# What needs to be done
Please reproduce the material below word for word, keeping every line, bracket, and number unchanged.

-- START Data in this exercise --

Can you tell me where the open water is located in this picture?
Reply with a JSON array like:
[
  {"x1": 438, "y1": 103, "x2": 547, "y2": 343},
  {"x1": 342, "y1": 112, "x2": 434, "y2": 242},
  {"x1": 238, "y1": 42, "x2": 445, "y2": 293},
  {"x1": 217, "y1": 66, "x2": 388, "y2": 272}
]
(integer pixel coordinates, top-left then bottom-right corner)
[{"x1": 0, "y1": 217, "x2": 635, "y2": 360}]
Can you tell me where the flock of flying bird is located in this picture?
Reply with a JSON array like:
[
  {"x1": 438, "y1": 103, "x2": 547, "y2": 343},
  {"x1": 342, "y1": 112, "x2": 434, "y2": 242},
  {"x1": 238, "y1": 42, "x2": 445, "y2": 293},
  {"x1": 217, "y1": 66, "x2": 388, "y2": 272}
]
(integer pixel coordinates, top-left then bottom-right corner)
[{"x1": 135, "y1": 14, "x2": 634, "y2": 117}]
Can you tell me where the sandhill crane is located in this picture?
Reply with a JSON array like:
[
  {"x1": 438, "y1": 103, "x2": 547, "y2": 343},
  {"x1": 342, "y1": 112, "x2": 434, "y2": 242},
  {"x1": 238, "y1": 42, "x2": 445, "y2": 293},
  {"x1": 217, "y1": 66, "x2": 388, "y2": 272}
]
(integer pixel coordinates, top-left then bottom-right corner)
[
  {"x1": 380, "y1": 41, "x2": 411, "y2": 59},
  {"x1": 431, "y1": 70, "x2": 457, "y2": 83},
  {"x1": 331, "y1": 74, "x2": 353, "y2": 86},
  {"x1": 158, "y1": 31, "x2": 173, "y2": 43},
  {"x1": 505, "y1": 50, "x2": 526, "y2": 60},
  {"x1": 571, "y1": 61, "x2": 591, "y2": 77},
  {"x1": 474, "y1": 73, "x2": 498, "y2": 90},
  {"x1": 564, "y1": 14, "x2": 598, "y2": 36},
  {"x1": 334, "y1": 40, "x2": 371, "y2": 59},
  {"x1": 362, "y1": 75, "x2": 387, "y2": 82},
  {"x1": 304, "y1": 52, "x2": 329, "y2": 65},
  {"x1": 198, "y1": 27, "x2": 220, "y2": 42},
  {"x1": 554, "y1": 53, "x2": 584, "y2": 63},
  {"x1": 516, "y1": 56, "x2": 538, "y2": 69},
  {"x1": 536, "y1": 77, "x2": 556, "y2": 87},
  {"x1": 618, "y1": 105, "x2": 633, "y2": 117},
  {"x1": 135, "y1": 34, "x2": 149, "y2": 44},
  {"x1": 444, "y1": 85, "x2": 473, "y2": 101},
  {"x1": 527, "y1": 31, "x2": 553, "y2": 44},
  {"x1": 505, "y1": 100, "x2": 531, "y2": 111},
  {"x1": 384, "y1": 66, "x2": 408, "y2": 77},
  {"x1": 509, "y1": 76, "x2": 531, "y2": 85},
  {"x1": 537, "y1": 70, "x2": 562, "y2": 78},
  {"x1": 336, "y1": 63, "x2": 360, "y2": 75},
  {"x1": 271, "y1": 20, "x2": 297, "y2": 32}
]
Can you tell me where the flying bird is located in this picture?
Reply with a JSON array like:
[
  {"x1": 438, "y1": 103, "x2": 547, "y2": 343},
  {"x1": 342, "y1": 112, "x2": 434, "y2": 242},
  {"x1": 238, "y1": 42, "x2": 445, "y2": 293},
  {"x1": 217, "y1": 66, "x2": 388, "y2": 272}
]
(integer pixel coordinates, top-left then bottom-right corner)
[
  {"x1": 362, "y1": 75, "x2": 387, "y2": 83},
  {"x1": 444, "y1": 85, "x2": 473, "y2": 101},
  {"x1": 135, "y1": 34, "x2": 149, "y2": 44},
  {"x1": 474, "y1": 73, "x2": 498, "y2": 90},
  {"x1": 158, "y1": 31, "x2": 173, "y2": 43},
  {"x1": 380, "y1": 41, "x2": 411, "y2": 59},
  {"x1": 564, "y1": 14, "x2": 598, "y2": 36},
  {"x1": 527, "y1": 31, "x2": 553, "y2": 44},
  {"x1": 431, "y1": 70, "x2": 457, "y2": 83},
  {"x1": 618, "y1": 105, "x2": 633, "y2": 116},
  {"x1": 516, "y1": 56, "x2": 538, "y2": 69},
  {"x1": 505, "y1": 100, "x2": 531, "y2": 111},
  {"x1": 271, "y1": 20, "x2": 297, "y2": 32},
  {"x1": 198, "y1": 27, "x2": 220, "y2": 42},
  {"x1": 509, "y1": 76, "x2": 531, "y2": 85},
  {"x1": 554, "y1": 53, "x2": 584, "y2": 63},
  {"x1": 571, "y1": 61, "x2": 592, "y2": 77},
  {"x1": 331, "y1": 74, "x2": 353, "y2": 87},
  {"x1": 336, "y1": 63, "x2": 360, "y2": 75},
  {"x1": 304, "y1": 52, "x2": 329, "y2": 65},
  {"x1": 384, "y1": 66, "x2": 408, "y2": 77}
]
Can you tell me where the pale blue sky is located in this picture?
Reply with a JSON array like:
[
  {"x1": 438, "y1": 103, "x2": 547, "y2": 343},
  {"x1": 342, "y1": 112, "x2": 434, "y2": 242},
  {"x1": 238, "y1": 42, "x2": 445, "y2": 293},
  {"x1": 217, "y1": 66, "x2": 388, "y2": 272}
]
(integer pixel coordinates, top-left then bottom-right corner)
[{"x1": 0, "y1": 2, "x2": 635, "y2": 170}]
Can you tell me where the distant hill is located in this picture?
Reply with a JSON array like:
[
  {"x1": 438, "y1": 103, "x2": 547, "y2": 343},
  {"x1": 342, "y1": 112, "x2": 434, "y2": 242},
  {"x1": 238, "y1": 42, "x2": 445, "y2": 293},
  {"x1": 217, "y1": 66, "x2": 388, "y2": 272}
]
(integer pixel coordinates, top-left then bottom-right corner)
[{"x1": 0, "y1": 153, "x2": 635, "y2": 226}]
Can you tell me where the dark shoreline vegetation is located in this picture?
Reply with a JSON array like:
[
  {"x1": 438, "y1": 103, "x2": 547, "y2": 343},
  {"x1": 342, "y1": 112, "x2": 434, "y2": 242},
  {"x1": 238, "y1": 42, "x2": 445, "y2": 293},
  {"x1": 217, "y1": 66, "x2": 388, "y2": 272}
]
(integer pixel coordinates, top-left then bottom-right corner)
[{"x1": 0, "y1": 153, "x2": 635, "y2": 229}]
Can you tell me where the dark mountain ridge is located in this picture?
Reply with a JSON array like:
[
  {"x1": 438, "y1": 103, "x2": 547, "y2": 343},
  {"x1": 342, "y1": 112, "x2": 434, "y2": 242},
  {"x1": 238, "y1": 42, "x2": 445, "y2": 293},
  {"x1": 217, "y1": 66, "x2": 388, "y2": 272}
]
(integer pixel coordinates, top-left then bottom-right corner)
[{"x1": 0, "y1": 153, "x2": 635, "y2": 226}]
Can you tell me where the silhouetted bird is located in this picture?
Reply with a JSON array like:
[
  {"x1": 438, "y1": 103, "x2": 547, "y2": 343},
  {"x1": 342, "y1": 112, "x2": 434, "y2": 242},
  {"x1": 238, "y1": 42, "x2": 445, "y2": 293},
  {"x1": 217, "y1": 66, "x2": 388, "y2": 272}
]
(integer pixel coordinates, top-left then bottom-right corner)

-- END Data in this exercise --

# Exercise answer
Can you tell me where the open water is located in this picture?
Reply with a JSON array like:
[
  {"x1": 438, "y1": 103, "x2": 547, "y2": 343},
  {"x1": 342, "y1": 112, "x2": 434, "y2": 242},
  {"x1": 238, "y1": 42, "x2": 445, "y2": 293},
  {"x1": 217, "y1": 66, "x2": 388, "y2": 272}
]
(integer pixel coordinates, top-left then bottom-right corner)
[{"x1": 0, "y1": 217, "x2": 635, "y2": 360}]
Can you tell me where the flock of flying bird is located in this picture?
Reply with a JSON array like:
[
  {"x1": 438, "y1": 103, "x2": 547, "y2": 343},
  {"x1": 342, "y1": 112, "x2": 434, "y2": 242},
  {"x1": 238, "y1": 42, "x2": 445, "y2": 293},
  {"x1": 217, "y1": 66, "x2": 388, "y2": 272}
]
(integer pixel coordinates, top-left then bottom-right corner)
[{"x1": 135, "y1": 14, "x2": 634, "y2": 117}]
Can you tell me where the sandhill crane is located in this picture?
Reply with a JSON array like:
[
  {"x1": 438, "y1": 103, "x2": 547, "y2": 343},
  {"x1": 342, "y1": 112, "x2": 434, "y2": 242},
  {"x1": 238, "y1": 42, "x2": 445, "y2": 293},
  {"x1": 217, "y1": 66, "x2": 388, "y2": 272}
]
(integer pixel coordinates, top-left then bottom-right corner)
[
  {"x1": 380, "y1": 41, "x2": 411, "y2": 59},
  {"x1": 431, "y1": 70, "x2": 457, "y2": 83},
  {"x1": 331, "y1": 74, "x2": 353, "y2": 86},
  {"x1": 158, "y1": 31, "x2": 173, "y2": 43},
  {"x1": 505, "y1": 50, "x2": 526, "y2": 60},
  {"x1": 571, "y1": 61, "x2": 591, "y2": 77},
  {"x1": 474, "y1": 73, "x2": 498, "y2": 90},
  {"x1": 564, "y1": 14, "x2": 598, "y2": 36},
  {"x1": 334, "y1": 40, "x2": 371, "y2": 59},
  {"x1": 362, "y1": 75, "x2": 387, "y2": 82},
  {"x1": 304, "y1": 52, "x2": 329, "y2": 65},
  {"x1": 198, "y1": 27, "x2": 220, "y2": 42},
  {"x1": 554, "y1": 53, "x2": 584, "y2": 63},
  {"x1": 516, "y1": 56, "x2": 538, "y2": 69},
  {"x1": 536, "y1": 77, "x2": 556, "y2": 87},
  {"x1": 618, "y1": 105, "x2": 633, "y2": 117},
  {"x1": 135, "y1": 34, "x2": 149, "y2": 44},
  {"x1": 444, "y1": 85, "x2": 473, "y2": 101},
  {"x1": 527, "y1": 31, "x2": 553, "y2": 44},
  {"x1": 505, "y1": 100, "x2": 531, "y2": 111},
  {"x1": 384, "y1": 66, "x2": 408, "y2": 77},
  {"x1": 509, "y1": 76, "x2": 531, "y2": 85},
  {"x1": 537, "y1": 70, "x2": 562, "y2": 78},
  {"x1": 336, "y1": 63, "x2": 360, "y2": 75},
  {"x1": 271, "y1": 20, "x2": 297, "y2": 32}
]
Can you tell me where the flying bird is located in this picture?
Reply with a JSON array like:
[
  {"x1": 438, "y1": 103, "x2": 547, "y2": 343},
  {"x1": 342, "y1": 112, "x2": 434, "y2": 242},
  {"x1": 238, "y1": 42, "x2": 445, "y2": 293},
  {"x1": 217, "y1": 66, "x2": 388, "y2": 272}
]
(integer pixel coordinates, top-left then bottom-right corner)
[
  {"x1": 362, "y1": 75, "x2": 387, "y2": 83},
  {"x1": 444, "y1": 85, "x2": 473, "y2": 101},
  {"x1": 135, "y1": 34, "x2": 149, "y2": 44},
  {"x1": 474, "y1": 73, "x2": 498, "y2": 90},
  {"x1": 158, "y1": 31, "x2": 173, "y2": 43},
  {"x1": 380, "y1": 41, "x2": 411, "y2": 59},
  {"x1": 564, "y1": 14, "x2": 598, "y2": 36},
  {"x1": 527, "y1": 31, "x2": 553, "y2": 44},
  {"x1": 431, "y1": 70, "x2": 457, "y2": 83},
  {"x1": 618, "y1": 105, "x2": 633, "y2": 116},
  {"x1": 516, "y1": 56, "x2": 538, "y2": 69},
  {"x1": 505, "y1": 100, "x2": 531, "y2": 111},
  {"x1": 271, "y1": 20, "x2": 297, "y2": 32},
  {"x1": 198, "y1": 27, "x2": 220, "y2": 42},
  {"x1": 509, "y1": 76, "x2": 531, "y2": 85},
  {"x1": 554, "y1": 53, "x2": 584, "y2": 63},
  {"x1": 571, "y1": 61, "x2": 592, "y2": 77},
  {"x1": 331, "y1": 74, "x2": 353, "y2": 87},
  {"x1": 336, "y1": 63, "x2": 360, "y2": 75},
  {"x1": 304, "y1": 52, "x2": 329, "y2": 65},
  {"x1": 384, "y1": 66, "x2": 408, "y2": 77}
]
Can you tell me where the pale blue sky is located in this picture?
Reply with a JSON array like:
[
  {"x1": 438, "y1": 103, "x2": 547, "y2": 343},
  {"x1": 342, "y1": 112, "x2": 434, "y2": 242},
  {"x1": 238, "y1": 42, "x2": 445, "y2": 293},
  {"x1": 217, "y1": 66, "x2": 388, "y2": 272}
]
(integer pixel coordinates, top-left then bottom-right corner)
[{"x1": 0, "y1": 2, "x2": 635, "y2": 170}]
Can you tell me where the distant hill is located in this picture?
Reply with a JSON array like:
[
  {"x1": 438, "y1": 103, "x2": 547, "y2": 343},
  {"x1": 342, "y1": 112, "x2": 434, "y2": 242},
  {"x1": 238, "y1": 42, "x2": 445, "y2": 293},
  {"x1": 217, "y1": 66, "x2": 388, "y2": 272}
]
(integer pixel coordinates, top-left then bottom-right corner)
[{"x1": 0, "y1": 153, "x2": 635, "y2": 226}]
Can you tell me where the dark shoreline vegetation is located in this picture?
Reply with a JSON array like:
[
  {"x1": 438, "y1": 103, "x2": 547, "y2": 343},
  {"x1": 342, "y1": 112, "x2": 434, "y2": 242},
  {"x1": 238, "y1": 42, "x2": 445, "y2": 293},
  {"x1": 217, "y1": 66, "x2": 388, "y2": 272}
]
(integer pixel coordinates, top-left then bottom-right corner)
[{"x1": 0, "y1": 153, "x2": 635, "y2": 229}]
Can you tell me where the dark mountain ridge is located in this picture?
Reply with a JSON array like:
[
  {"x1": 438, "y1": 103, "x2": 547, "y2": 343},
  {"x1": 342, "y1": 112, "x2": 434, "y2": 242},
  {"x1": 238, "y1": 42, "x2": 445, "y2": 293},
  {"x1": 217, "y1": 66, "x2": 388, "y2": 272}
]
(integer pixel coordinates, top-left then bottom-right corner)
[{"x1": 0, "y1": 153, "x2": 635, "y2": 226}]
Can you tell me where the silhouetted bird is located in this picture?
Reply with a JSON array like:
[
  {"x1": 438, "y1": 103, "x2": 547, "y2": 343},
  {"x1": 342, "y1": 112, "x2": 434, "y2": 242},
  {"x1": 238, "y1": 42, "x2": 445, "y2": 293},
  {"x1": 217, "y1": 66, "x2": 388, "y2": 272}
]
(integer pixel coordinates, top-left then bottom-right corner)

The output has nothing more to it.